Records from a data collection:
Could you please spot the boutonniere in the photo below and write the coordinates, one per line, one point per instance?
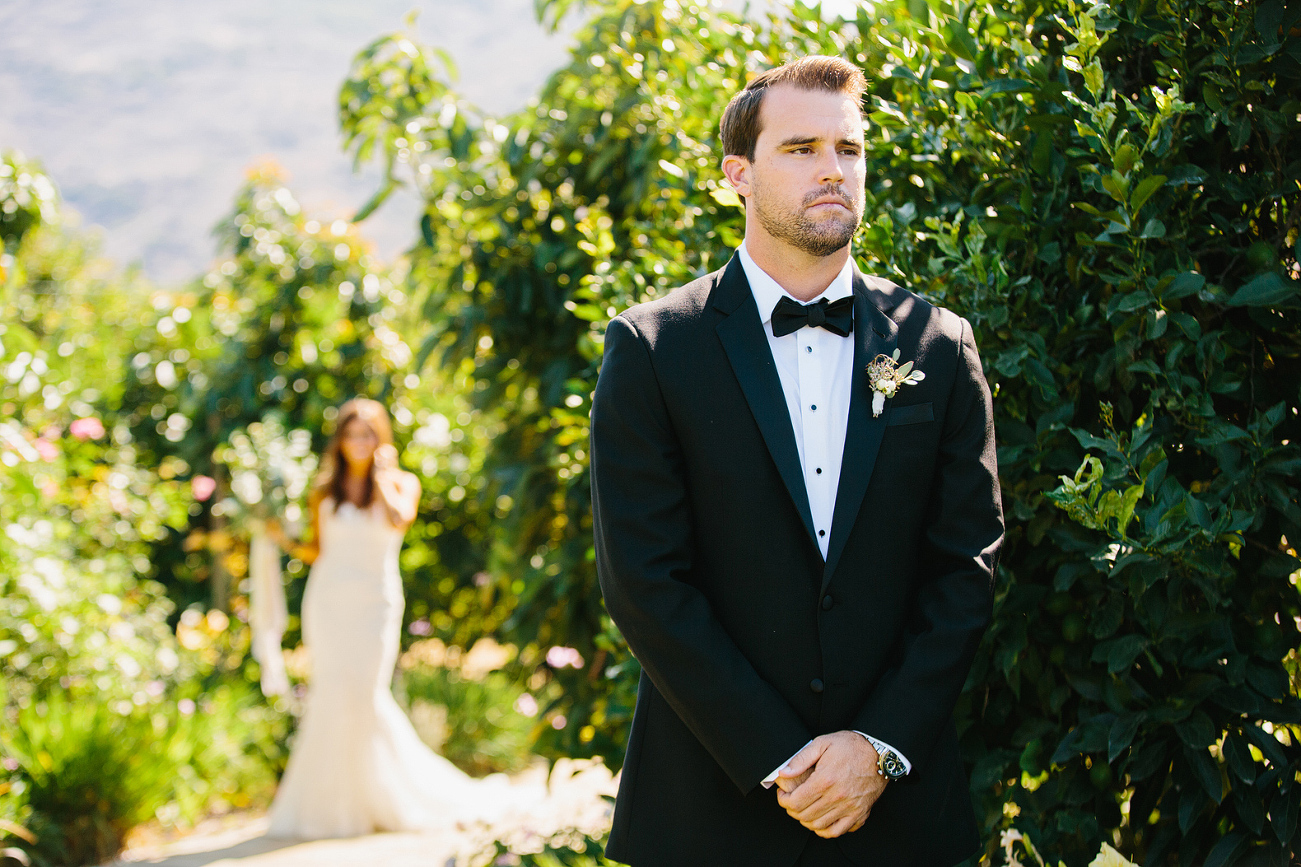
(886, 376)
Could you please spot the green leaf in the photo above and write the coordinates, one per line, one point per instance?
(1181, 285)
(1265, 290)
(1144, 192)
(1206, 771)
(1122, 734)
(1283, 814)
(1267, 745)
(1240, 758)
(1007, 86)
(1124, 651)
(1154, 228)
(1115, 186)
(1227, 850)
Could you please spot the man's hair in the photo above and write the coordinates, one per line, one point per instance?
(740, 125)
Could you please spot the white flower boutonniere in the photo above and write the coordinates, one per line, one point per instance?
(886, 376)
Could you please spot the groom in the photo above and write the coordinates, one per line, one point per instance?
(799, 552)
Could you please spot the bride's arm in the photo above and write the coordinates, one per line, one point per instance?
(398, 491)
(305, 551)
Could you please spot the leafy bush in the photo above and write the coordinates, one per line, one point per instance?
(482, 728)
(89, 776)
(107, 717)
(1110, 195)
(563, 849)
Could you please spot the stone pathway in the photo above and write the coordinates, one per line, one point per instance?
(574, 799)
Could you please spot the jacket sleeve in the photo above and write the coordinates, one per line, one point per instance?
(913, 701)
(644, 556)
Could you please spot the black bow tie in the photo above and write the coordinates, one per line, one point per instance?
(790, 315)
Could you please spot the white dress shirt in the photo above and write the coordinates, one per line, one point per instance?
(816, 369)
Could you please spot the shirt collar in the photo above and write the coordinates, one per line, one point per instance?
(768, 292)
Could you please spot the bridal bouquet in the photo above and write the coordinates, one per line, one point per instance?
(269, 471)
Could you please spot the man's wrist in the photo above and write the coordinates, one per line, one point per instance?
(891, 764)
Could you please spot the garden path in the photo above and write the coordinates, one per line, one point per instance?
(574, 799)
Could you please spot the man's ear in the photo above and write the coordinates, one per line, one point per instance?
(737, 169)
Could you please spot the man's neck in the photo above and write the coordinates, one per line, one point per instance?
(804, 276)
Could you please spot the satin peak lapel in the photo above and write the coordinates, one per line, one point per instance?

[Directions]
Repeat all of the items above word for word, leaving out the pictures.

[Correct result]
Could you please spot the boutonniere in the photo below and write the coordinates, one per line, one point per instance?
(886, 376)
Could you please spot the green leaf in the photo above and write the coordinates, one per line, one point per instance?
(1181, 285)
(1265, 290)
(1144, 192)
(1206, 771)
(1122, 734)
(1283, 814)
(1267, 745)
(1240, 758)
(1007, 86)
(1124, 651)
(1154, 228)
(1115, 186)
(1227, 850)
Could you please spot the man's hair in the photo above and write the coordinates, one per line, one point per instance?
(740, 125)
Could you please spot the white flower boutonniere in the photo above and write the coordinates, one per line, one point per instance?
(886, 376)
Could you please spot the groom in the photo above and write the coordinates, one per line, one point per instance?
(799, 552)
Could you please spot the bride's arm in the photo above and write the coordinates, one per line, one point per instance?
(398, 491)
(305, 551)
Could you please spot the leafy bush in the photo above and write the coordinates, one per line, one point per instance?
(482, 728)
(89, 776)
(107, 717)
(1110, 195)
(563, 849)
Could you please spot the stone pathway in the photo above and write the coordinates, one per line, one point per instance?
(574, 799)
Could you please spot the jacket sleeve in the photo above and write the coordinates, one per line, one point per instance?
(913, 701)
(644, 556)
Could you please spot the black bow tie in the photo above and write the coordinates, one per line, one point per instance?
(790, 315)
Could you please spot the white dress shirt in the photo above and write the coordinates, one per line, one point per instance?
(816, 369)
Could you please spot the shirt collar in the photo above and write the coordinates, one per line, one point per instance?
(768, 292)
Could you please spot the bridal bouquet in the photo above and write the coordinates, one per line, one point per instance?
(269, 471)
Could you please spot the man's wrist in the photo above and write the coordinates, one per line, one point per instance?
(891, 764)
Could you please spot the garden path in the photo above and write the coordinates, one per line, one point per instance?
(574, 799)
Could you please spot the man's ear in the photo above and write the coordinates, one per line, one point per instance?
(737, 169)
Could you please spot the man's neck in the photo above and write the coordinates, one per line, one point per instance?
(804, 276)
Could you please spot the satin peak lapel in the photo above and write the coordinates, one per line, one point per instance?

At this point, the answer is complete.